[Start of Input data]

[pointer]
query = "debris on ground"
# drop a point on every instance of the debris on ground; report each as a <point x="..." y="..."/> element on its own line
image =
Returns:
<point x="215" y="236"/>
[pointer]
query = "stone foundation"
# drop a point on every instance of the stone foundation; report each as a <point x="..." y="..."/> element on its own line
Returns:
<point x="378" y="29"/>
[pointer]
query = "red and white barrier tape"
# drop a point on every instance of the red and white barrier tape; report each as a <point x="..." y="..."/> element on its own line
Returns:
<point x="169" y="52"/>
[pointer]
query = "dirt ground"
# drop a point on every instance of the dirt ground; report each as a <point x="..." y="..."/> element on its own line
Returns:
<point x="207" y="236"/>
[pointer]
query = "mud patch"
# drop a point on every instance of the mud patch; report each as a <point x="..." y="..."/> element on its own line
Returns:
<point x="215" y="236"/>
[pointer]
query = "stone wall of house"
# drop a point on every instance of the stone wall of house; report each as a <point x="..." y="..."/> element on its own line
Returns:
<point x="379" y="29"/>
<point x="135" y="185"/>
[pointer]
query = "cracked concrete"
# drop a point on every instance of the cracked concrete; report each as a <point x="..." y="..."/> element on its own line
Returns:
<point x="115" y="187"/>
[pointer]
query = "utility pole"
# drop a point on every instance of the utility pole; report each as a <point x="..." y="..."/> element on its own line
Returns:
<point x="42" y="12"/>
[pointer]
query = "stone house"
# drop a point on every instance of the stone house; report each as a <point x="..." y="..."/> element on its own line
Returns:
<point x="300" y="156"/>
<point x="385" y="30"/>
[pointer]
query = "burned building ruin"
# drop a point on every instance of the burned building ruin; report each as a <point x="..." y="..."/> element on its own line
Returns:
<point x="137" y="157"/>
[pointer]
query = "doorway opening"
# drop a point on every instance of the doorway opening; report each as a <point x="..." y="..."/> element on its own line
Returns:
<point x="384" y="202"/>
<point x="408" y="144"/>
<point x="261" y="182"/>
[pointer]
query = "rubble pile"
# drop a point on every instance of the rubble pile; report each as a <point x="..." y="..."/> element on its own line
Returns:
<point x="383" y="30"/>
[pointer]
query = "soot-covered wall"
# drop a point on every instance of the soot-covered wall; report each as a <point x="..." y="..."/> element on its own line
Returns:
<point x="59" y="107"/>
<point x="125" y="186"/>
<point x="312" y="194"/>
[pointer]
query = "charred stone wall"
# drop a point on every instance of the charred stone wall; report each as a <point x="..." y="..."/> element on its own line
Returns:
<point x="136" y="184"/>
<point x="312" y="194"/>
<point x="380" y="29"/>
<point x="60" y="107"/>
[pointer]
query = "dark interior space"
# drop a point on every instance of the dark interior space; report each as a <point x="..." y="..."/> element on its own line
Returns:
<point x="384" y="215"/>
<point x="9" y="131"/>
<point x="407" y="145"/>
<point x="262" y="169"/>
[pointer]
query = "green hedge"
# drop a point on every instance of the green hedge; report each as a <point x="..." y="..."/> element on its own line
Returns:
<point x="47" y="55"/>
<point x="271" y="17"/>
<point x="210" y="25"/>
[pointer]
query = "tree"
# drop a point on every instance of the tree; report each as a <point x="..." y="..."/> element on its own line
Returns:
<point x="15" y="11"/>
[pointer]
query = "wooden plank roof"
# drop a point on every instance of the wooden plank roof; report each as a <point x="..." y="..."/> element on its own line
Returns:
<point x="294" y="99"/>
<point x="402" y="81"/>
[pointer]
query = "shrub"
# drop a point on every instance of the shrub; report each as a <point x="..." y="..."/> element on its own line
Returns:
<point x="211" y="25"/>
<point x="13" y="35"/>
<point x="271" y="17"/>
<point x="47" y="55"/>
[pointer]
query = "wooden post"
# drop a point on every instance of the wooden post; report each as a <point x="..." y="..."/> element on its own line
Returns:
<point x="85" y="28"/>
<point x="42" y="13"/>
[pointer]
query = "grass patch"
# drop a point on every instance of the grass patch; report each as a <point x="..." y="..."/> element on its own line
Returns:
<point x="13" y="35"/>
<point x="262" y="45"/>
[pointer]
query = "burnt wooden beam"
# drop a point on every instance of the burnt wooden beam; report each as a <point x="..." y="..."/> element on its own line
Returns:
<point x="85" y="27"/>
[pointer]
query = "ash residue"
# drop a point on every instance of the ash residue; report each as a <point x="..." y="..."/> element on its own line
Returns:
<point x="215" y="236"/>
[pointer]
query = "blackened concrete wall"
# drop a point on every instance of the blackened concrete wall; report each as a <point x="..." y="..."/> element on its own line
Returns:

[End of Input data]

#### [Task to carry out]
Repeat every record, keeping each word and mark exactly as it is.

#### [Full response]
[pointer]
query = "debris on ground"
# drop a point on every instance of the debris on ground; report each as a <point x="..." y="..."/> element on its own line
image =
Returns:
<point x="215" y="236"/>
[pointer]
query = "stone foundation"
# drop a point on every instance of the stone foundation; report each as a <point x="..." y="..."/> element on its own line
Returns:
<point x="378" y="29"/>
[pointer]
query = "red and white barrier tape"
# drop a point on every instance of the red and white barrier tape; report each as a <point x="..." y="..."/> element on its own line
Returns:
<point x="169" y="52"/>
[pointer]
query = "dirt ground"
# drop a point on every instance of the dirt ground; report each as a <point x="..." y="..."/> element on its own line
Returns:
<point x="207" y="236"/>
[pointer]
query = "mud patch"
# drop a point on every instance of the mud patch; report each as a <point x="..." y="..."/> element on its own line
Returns:
<point x="215" y="236"/>
[pointer]
query = "stone wall of house"
# drop a point on every instance of the stone wall of house; report each as a <point x="..." y="..."/> element on its own line
Returns:
<point x="379" y="29"/>
<point x="135" y="185"/>
[pointer]
query = "cracked concrete"
# drop a point on every instance of the cracked concrete; report each as a <point x="..." y="..."/> element on its own line
Returns:
<point x="115" y="187"/>
[pointer]
query = "utility pole"
# drop a point on every instance of the utility pole; report each as a <point x="..." y="..."/> element on its own line
Returns:
<point x="42" y="12"/>
[pointer]
query = "stone house"
# drop a point on every instance of the stone house; report each as a <point x="..." y="..."/> element on its own line
Returns:
<point x="300" y="156"/>
<point x="385" y="30"/>
[pointer]
query = "burned building ruin"
# drop a point on every instance of the burned building ruin; report each as a <point x="..." y="..."/> element on its own line
Returns:
<point x="137" y="157"/>
[pointer]
query = "doorway opening"
# drop a point on every instance of the doorway opening; report each as a <point x="..." y="..."/> element on its own line
Returns:
<point x="384" y="202"/>
<point x="408" y="144"/>
<point x="261" y="182"/>
[pointer]
query = "rubble pile"
# drop a point on every instance of the rubble pile; report each as a <point x="..." y="..."/> element on its own line
Returns:
<point x="383" y="30"/>
[pointer]
query = "soot-covered wall"
# drop a point on every instance of the soot-covered wall; report each as a <point x="..." y="..."/> element on its own line
Returns:
<point x="59" y="107"/>
<point x="125" y="186"/>
<point x="312" y="194"/>
[pointer]
query = "charred stone wall"
# drop a point on every instance of the charred stone wall; report each as a <point x="..." y="..."/> element on its own line
Returns:
<point x="136" y="184"/>
<point x="312" y="194"/>
<point x="380" y="29"/>
<point x="60" y="107"/>
[pointer]
query = "dark interior space"
# drop a point on every instance of the dark interior space; report each as a <point x="..." y="..."/> element on its own line
Returns:
<point x="384" y="215"/>
<point x="9" y="131"/>
<point x="407" y="145"/>
<point x="262" y="169"/>
[pointer]
query = "green hedge"
# drop a point on every instance of the green hedge; report each as a <point x="..." y="..."/> element on its own line
Returns:
<point x="47" y="55"/>
<point x="271" y="17"/>
<point x="210" y="25"/>
[pointer]
query = "tree"
# drop a point on every instance of the tree; report each as a <point x="..." y="..."/> element on its own line
Returns:
<point x="15" y="11"/>
[pointer]
query = "wooden plank roof"
# drop a point on every instance of the wooden plank roof; report each as a <point x="..." y="..."/> element on its own line
Returns:
<point x="294" y="99"/>
<point x="402" y="81"/>
[pointer]
query = "shrub"
# drop a point on every instance of the shrub; report each as a <point x="..." y="..."/> element on its own line
Returns:
<point x="211" y="25"/>
<point x="13" y="35"/>
<point x="271" y="17"/>
<point x="47" y="55"/>
[pointer]
query = "wooden post"
# drop a point on every instance of the wooden post; report each as a <point x="..." y="..."/> element on its own line
Returns:
<point x="85" y="28"/>
<point x="42" y="13"/>
[pointer]
query = "grass patch"
# drop a point on every instance of the grass patch; report each as a <point x="..." y="..."/> element on its own line
Returns:
<point x="13" y="35"/>
<point x="262" y="45"/>
[pointer]
query = "burnt wooden beam"
# drop a point on every instance of the burnt wooden beam; report each as a <point x="..." y="..."/> element on its own line
Returns:
<point x="85" y="27"/>
[pointer]
query = "ash residue"
# drop a point on every instance of the ash residue; report each as a <point x="..." y="..."/> element on its own line
Returns:
<point x="215" y="236"/>
[pointer]
query = "blackened concrete wall"
# drop a point on every instance of the blackened concrete wall; report each as a <point x="..." y="..."/> element on its own line
Returns:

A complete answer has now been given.